- _TASK REQUIREMENTS_: Output the records exactly. Include every line.
Start
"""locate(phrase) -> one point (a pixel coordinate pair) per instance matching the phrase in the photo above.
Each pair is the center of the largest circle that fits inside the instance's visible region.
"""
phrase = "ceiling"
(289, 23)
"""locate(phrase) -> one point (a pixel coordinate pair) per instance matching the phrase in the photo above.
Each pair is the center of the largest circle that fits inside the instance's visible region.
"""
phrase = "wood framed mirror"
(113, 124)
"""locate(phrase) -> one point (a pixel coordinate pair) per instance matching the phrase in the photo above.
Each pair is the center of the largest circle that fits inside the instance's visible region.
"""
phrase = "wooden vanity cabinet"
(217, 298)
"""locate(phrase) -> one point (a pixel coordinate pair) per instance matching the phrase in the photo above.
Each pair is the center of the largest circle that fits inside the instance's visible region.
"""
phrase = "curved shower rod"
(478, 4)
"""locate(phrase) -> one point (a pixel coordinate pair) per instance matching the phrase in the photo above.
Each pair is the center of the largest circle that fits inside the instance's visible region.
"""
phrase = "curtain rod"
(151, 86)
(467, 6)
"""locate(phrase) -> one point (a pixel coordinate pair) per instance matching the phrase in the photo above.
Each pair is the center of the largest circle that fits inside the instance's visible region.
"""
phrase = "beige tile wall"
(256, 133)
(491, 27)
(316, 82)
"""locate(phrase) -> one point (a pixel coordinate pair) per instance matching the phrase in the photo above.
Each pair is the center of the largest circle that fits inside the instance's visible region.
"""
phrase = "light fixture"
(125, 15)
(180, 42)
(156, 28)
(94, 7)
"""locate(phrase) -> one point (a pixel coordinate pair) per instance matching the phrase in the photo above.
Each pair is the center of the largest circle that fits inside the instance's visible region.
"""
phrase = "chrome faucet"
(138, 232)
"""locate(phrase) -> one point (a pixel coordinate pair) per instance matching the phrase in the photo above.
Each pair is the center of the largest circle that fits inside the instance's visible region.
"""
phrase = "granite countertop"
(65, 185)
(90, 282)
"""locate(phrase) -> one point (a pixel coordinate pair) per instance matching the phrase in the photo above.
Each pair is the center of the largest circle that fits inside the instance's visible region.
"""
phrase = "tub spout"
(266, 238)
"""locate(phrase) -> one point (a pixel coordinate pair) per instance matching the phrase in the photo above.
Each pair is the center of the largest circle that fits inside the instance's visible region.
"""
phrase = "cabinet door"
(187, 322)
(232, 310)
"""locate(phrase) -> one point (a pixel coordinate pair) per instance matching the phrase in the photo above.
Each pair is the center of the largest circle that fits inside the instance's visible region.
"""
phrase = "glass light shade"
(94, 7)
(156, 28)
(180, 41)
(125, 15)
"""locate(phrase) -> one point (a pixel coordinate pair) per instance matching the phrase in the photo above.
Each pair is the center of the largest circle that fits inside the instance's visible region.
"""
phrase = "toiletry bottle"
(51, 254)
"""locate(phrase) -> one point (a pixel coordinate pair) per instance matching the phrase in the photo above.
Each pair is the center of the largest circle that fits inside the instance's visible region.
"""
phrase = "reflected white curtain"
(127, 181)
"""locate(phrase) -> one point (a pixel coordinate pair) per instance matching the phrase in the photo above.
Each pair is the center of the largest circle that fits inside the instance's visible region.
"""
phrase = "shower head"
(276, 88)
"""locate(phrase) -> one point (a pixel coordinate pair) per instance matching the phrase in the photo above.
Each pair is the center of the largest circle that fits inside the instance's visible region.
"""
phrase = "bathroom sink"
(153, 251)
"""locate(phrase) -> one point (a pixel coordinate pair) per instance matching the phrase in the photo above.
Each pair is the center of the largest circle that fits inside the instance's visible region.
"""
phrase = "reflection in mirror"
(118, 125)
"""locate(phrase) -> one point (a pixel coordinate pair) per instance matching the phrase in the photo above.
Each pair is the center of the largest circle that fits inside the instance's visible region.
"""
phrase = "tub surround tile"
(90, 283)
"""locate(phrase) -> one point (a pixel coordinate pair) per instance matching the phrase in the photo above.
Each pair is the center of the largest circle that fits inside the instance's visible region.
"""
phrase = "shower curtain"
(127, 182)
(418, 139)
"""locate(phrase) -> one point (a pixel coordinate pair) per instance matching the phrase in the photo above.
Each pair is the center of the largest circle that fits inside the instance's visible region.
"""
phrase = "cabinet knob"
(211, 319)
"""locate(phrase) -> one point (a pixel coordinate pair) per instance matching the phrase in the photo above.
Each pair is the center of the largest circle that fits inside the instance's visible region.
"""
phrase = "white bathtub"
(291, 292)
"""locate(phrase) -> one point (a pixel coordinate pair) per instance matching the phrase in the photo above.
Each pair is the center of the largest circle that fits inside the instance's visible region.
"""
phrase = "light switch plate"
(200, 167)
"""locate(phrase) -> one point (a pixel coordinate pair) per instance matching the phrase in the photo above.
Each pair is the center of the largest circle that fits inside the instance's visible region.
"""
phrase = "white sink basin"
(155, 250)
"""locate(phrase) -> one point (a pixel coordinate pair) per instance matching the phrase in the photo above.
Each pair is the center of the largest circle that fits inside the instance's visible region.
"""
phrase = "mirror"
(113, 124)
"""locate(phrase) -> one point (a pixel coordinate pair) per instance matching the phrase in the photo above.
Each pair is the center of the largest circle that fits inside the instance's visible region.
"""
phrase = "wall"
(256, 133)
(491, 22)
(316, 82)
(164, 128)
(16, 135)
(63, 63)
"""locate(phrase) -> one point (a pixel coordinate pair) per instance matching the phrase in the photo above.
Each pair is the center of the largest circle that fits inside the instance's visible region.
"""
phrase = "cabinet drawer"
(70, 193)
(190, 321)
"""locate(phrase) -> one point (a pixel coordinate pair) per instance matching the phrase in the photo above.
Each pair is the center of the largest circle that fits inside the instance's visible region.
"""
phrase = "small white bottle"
End
- _OUTPUT_:
"""locate(phrase) -> one point (a pixel coordinate pair) per instance matching the phrase in the photo above.
Each pair is the center of the largest circle that fits inside the instance's visible region.
"""
phrase = "ceiling"
(289, 23)
"""locate(phrase) -> one point (a pixel coordinate pair) per instance matching the phrase in the photo above.
Each pair is the center of the largest circle that fits inside the instance's visible region.
"""
phrase = "wood framed mirror"
(113, 124)
"""locate(phrase) -> one point (a pixel coordinate pair) per instance matching the phrase in the photo above.
Each pair is the center of the largest circle that fits inside the instance's visible region.
"""
phrase = "wooden vanity cabinet"
(217, 298)
"""locate(phrase) -> one point (a pixel coordinate pair) per instance matching the phrase in the photo above.
Each pair is the center of the largest circle that fits inside the instance's visible region.
"""
phrase = "curved shower rod"
(478, 4)
"""locate(phrase) -> one point (a pixel coordinate pair) per instance matching the phrase in the photo above.
Each pair is the center of the largest circle that fits inside the instance's visible region.
"""
phrase = "curtain rod"
(151, 86)
(467, 6)
"""locate(phrase) -> one point (a pixel coordinate pair) per instance matching the phrase in the photo above.
Each pair is the center of the largest circle that fits inside the instance's visible region.
"""
phrase = "beige tile wall"
(256, 133)
(491, 27)
(316, 82)
"""locate(phrase) -> one point (a pixel coordinate pair) per instance matching the phrase in the photo above.
Each pair is the center of the largest circle that fits inside the instance's visible region.
"""
phrase = "light fixture"
(125, 15)
(180, 42)
(156, 28)
(94, 7)
"""locate(phrase) -> one point (a pixel coordinate pair) per instance matching the phrase in the photo above.
Each pair is the center of the largest circle that fits inside the instance's visible region.
"""
phrase = "chrome faucet"
(138, 232)
"""locate(phrase) -> one point (a pixel coordinate pair) per instance matching the phrase in the photo above.
Each pair is the center of the largest circle that fits inside the instance's visible region.
"""
phrase = "granite countertop"
(65, 185)
(90, 282)
"""locate(phrase) -> one point (a pixel coordinate pair) per instance matching the phrase in the photo above.
Each pair is the center of the largest circle that fits inside the instance's visible region.
"""
phrase = "tub spout"
(266, 238)
"""locate(phrase) -> one point (a pixel coordinate pair) per instance matching the phrase in the photo above.
Each pair is the center of the largest circle that fits inside the instance's visible region.
"""
phrase = "cabinet door"
(187, 322)
(232, 310)
"""locate(phrase) -> one point (a pixel coordinate pair) per instance matching the phrase in the photo above.
Each pair is the center of the largest circle that fits inside the instance's visible region.
"""
phrase = "glass light shade"
(94, 7)
(156, 28)
(180, 41)
(125, 15)
"""locate(phrase) -> one point (a pixel coordinate pair) per instance matching the phrase in the photo above.
Each pair is the center of the largest circle that fits inside the instance's visible region.
"""
phrase = "toiletry bottle"
(51, 254)
"""locate(phrase) -> one point (a pixel coordinate pair) per instance matching the phrase in the photo above.
Each pair is the center of the largest circle that fits inside the instance's visible region.
"""
phrase = "reflected white curtain"
(127, 181)
"""locate(phrase) -> one point (a pixel coordinate pair) per instance matching the phrase in the photo above.
Each pair is the center of the largest circle that fits inside the instance's visible region.
"""
phrase = "shower head"
(276, 88)
"""locate(phrase) -> one point (a pixel coordinate pair) per instance matching the phrase in the photo above.
Each pair is the center of the largest circle that fits inside the instance's visible region.
"""
phrase = "bathroom sink"
(153, 251)
"""locate(phrase) -> one point (a pixel coordinate pair) per instance matching the phrase in the photo above.
Each pair is the center of the largest circle that fits inside the instance's visible region.
"""
phrase = "reflection in mirror"
(118, 125)
"""locate(phrase) -> one point (a pixel coordinate pair) per instance matching the phrase in the photo above.
Each pair is the center of the largest circle that fits inside the instance's visible region.
"""
phrase = "tub surround tile"
(90, 283)
"""locate(phrase) -> one point (a pixel coordinate pair) per instance matching the phrase in the photo above.
Each pair is the center of the largest circle that fits inside the instance's visible region.
"""
phrase = "shower curtain"
(127, 182)
(418, 139)
"""locate(phrase) -> one point (a pixel coordinate pair) per instance matching the phrase in the photo above.
Each pair is the center of the largest circle that fits inside the instance's visible region.
"""
phrase = "cabinet knob"
(211, 319)
"""locate(phrase) -> one point (a pixel coordinate pair) per instance matching the phrase in the photo above.
Each pair is the center of the largest circle that fits inside the instance's visible region.
"""
phrase = "white bathtub"
(291, 292)
"""locate(phrase) -> one point (a pixel coordinate pair) per instance matching the phrase in the photo above.
Each pair is the center of the largest circle that fits inside the instance's visible region.
"""
phrase = "light switch plate"
(200, 167)
"""locate(phrase) -> one point (a pixel coordinate pair) per instance matching the phrase in the photo above.
Each pair is the center of the largest circle that fits inside the instance's visible region.
"""
phrase = "white sink basin"
(155, 250)
"""locate(phrase) -> one point (a pixel coordinate pair) per instance matching the phrase in the photo above.
Each pair is the center of the largest circle that fits inside the instance's visible region.
"""
phrase = "mirror"
(113, 124)
"""locate(phrase) -> one point (a pixel coordinate pair) per instance matching the phrase in the photo above.
Each pair is the center of the largest circle that fits inside the instance's visible region.
"""
phrase = "wall"
(256, 133)
(491, 22)
(316, 82)
(164, 128)
(16, 135)
(63, 63)
"""locate(phrase) -> one point (a pixel coordinate pair) per instance matching the phrase in the photo above.
Each pair is the center of the largest circle that fits inside the instance's visible region.
"""
phrase = "cabinet drawer"
(70, 193)
(190, 321)
"""locate(phrase) -> one point (a pixel coordinate pair) per instance matching the phrase in the photo above.
Each pair is the center of the largest circle that fits inside the instance's visible region.
"""
phrase = "small white bottle"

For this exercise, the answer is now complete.